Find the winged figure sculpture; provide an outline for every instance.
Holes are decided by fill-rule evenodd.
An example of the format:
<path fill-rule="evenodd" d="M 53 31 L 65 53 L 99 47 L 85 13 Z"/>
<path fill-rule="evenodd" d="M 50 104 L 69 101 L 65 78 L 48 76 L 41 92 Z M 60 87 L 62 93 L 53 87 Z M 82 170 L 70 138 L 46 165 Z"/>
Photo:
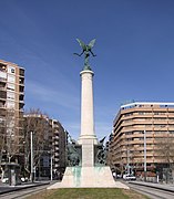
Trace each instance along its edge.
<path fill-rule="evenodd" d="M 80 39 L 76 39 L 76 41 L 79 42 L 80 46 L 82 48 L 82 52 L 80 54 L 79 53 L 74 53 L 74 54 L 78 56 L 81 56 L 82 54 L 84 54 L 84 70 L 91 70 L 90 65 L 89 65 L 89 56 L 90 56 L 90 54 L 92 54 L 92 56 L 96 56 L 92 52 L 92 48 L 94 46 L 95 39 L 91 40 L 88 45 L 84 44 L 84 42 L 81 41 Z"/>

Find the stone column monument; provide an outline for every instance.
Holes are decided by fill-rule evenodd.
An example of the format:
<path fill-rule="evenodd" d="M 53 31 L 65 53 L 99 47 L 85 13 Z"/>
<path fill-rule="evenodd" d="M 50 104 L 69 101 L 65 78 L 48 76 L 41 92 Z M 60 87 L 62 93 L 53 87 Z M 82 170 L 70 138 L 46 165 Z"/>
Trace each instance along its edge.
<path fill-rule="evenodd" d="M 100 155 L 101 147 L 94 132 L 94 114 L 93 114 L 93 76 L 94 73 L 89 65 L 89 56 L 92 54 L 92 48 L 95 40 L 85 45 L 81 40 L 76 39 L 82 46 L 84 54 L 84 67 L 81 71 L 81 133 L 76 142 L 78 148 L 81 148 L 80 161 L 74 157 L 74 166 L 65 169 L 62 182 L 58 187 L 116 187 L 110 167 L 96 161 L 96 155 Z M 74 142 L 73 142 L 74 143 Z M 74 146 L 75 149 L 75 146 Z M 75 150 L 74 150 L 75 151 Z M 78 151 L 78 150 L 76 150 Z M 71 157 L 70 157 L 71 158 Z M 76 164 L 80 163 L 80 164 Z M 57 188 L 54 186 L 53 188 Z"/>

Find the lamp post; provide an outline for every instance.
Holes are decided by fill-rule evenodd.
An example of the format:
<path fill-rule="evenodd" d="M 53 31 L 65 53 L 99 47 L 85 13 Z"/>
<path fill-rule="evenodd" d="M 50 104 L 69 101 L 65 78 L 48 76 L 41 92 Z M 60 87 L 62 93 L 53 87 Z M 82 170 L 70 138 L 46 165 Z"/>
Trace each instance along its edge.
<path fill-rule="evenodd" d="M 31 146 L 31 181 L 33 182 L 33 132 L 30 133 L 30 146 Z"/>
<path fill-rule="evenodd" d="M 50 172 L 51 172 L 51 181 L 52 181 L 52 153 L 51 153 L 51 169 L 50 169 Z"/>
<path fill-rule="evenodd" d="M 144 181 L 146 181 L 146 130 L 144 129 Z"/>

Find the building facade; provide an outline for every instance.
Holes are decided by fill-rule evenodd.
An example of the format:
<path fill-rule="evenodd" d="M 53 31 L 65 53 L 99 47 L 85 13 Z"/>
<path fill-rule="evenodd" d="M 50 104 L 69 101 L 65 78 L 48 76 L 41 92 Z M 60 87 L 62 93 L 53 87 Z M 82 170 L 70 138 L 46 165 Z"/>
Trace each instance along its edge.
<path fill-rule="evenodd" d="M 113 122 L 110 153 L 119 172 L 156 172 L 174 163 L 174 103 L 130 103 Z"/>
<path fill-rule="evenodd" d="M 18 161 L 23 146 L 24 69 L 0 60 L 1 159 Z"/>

-*-*-

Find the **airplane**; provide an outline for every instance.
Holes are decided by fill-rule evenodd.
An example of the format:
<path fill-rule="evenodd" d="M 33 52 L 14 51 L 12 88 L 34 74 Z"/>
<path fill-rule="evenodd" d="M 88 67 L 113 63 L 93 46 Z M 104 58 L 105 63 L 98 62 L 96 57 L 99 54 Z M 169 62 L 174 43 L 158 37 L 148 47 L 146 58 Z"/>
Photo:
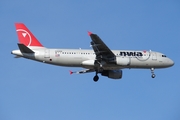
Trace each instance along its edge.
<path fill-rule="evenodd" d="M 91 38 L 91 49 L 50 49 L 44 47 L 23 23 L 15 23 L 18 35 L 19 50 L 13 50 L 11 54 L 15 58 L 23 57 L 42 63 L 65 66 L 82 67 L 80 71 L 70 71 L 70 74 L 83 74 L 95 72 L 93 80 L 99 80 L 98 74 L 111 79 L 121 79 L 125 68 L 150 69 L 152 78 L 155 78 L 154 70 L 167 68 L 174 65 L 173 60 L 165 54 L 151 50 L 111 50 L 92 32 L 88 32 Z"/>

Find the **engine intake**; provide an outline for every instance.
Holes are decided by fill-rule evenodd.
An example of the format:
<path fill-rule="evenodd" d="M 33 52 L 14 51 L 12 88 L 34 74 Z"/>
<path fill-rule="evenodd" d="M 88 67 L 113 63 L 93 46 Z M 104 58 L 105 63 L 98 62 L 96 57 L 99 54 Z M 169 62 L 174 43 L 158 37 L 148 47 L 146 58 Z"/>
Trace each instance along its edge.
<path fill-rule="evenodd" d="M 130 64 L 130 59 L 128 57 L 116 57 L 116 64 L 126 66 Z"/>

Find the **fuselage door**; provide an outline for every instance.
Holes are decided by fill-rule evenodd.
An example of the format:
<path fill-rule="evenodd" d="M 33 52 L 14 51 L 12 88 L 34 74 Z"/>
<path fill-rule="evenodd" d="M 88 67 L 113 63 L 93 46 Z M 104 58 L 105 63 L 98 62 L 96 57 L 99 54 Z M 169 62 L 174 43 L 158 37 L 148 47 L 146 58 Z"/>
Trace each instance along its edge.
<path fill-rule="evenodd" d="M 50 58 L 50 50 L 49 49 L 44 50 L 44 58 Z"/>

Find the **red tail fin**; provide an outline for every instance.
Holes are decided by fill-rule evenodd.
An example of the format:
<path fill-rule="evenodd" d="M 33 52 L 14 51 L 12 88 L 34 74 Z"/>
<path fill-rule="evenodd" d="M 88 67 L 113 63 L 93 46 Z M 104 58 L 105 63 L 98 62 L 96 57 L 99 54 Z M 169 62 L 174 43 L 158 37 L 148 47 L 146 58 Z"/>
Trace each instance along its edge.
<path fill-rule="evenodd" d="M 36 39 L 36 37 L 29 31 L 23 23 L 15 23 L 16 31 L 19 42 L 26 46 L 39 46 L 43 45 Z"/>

-*-*-

--- STATED GOAL ---
Echo the data from the line with "Find the lamp" up to and including the line with "18 161 L 23", keeping every character the same.

--- FULL ANSWER ---
Find the lamp post; provide an outline for every instance.
Holes are decided by fill-rule evenodd.
An example of the format:
<path fill-rule="evenodd" d="M 53 31 L 65 53 L 99 47 L 85 13 Z"/>
<path fill-rule="evenodd" d="M 50 104 L 69 101 L 65 78 L 48 76 L 41 92 Z M 60 87 L 62 93 L 53 87 Z M 82 170 L 70 138 L 46 165 Z"/>
Trace each instance along its edge.
<path fill-rule="evenodd" d="M 31 146 L 31 181 L 33 182 L 33 132 L 30 133 L 30 146 Z"/>
<path fill-rule="evenodd" d="M 50 172 L 51 172 L 51 181 L 52 181 L 52 153 L 51 153 L 51 169 L 50 169 Z"/>
<path fill-rule="evenodd" d="M 144 181 L 146 181 L 146 130 L 144 129 Z"/>

Find the building facade; provide an outline for every instance.
Holes are decided by fill-rule evenodd.
An example of the format:
<path fill-rule="evenodd" d="M 53 31 L 65 53 L 99 47 L 85 13 Z"/>
<path fill-rule="evenodd" d="M 50 104 L 69 101 L 65 78 L 48 76 L 41 92 Z M 60 87 L 62 93 L 53 87 Z M 82 170 L 70 138 L 46 165 Z"/>
Trace each instance along its edge.
<path fill-rule="evenodd" d="M 113 122 L 110 153 L 119 172 L 156 172 L 174 163 L 174 103 L 130 103 Z"/>
<path fill-rule="evenodd" d="M 18 161 L 23 146 L 24 69 L 0 60 L 1 159 Z"/>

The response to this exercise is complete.